Consumer Behavior and COVID-19: How the Pandemic Has Changed Consumption Patterns and Employment in China.

Jun 05, 2020

Cheung Kong Graduate School of Business (CKGSB) Professor of Marketing and director of the Social Innovation and Business for Good Centre Juliet Zhu recently sat down with the Academic Director of London Business School’s Wheeler Institute for Business and Development, Rajesh Chandy, to discuss how the Chinese economy is being restarted and long-term shifts in consumer behavior and employment patterns as a result of COVID-19. Professor Zhu made the following points:

Shifts in consumption patterns have been accelerated as a result of the pandemic 

  • • In China, instead of providing fiscal stimulus, the Chinese government is supporting small businesses through waiving rents and insurance payments.
_ _ _ _ _ _ _
Copy the text on COVID-19 and consumer behavior in China word for word, from "Shifts in consumption" to "and insurance payments.".

▶ _EXTRACTED INFORMATION_:
_ _ _ _ _ _ _
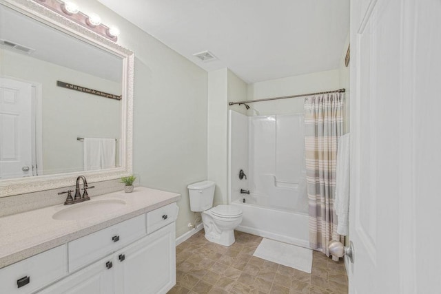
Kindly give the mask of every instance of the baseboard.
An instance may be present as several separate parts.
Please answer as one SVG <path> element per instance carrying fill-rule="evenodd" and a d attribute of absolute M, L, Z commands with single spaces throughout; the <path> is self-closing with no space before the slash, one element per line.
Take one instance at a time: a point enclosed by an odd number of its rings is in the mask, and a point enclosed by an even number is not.
<path fill-rule="evenodd" d="M 194 235 L 195 233 L 196 233 L 197 232 L 198 232 L 199 231 L 203 229 L 203 227 L 204 227 L 204 224 L 201 223 L 201 224 L 198 224 L 197 226 L 196 226 L 195 229 L 194 229 L 192 230 L 189 230 L 189 231 L 187 231 L 185 234 L 178 237 L 176 238 L 176 246 L 179 245 L 183 242 L 187 240 L 188 238 L 192 237 L 193 235 Z"/>

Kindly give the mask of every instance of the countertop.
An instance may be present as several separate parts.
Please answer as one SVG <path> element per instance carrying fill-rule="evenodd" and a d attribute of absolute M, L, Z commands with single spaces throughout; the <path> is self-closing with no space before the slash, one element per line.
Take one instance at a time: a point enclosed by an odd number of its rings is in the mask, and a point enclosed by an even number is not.
<path fill-rule="evenodd" d="M 94 196 L 72 205 L 59 204 L 0 218 L 0 269 L 35 254 L 178 201 L 181 195 L 142 187 Z M 107 199 L 125 202 L 121 209 L 83 220 L 57 220 L 52 216 L 73 206 Z"/>

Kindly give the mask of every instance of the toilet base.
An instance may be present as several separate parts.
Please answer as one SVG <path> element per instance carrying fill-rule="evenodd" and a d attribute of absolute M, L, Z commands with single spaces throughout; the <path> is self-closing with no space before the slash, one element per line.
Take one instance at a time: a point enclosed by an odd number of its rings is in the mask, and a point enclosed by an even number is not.
<path fill-rule="evenodd" d="M 205 224 L 204 224 L 204 230 L 205 231 L 205 239 L 213 243 L 223 246 L 231 246 L 236 242 L 234 230 L 223 231 L 220 234 L 215 234 L 212 231 L 207 232 Z"/>
<path fill-rule="evenodd" d="M 242 216 L 232 222 L 219 222 L 215 223 L 209 213 L 209 211 L 202 212 L 202 222 L 204 224 L 205 231 L 205 237 L 209 242 L 223 246 L 231 246 L 236 242 L 234 238 L 234 229 L 242 221 Z M 226 229 L 228 228 L 228 229 Z M 231 229 L 230 229 L 231 228 Z"/>

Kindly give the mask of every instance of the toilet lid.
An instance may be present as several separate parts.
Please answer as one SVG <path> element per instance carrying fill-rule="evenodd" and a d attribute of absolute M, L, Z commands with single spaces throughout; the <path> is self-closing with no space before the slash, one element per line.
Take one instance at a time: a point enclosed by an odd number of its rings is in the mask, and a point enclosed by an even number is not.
_ _ _ _ _ _ _
▶ _RESULT_:
Shifts in consumption patterns have been accelerated as a result of the pandemic 

  • • In China, instead of providing fiscal stimulus, the Chinese government is supporting small businesses through waiving rents and insurance payments.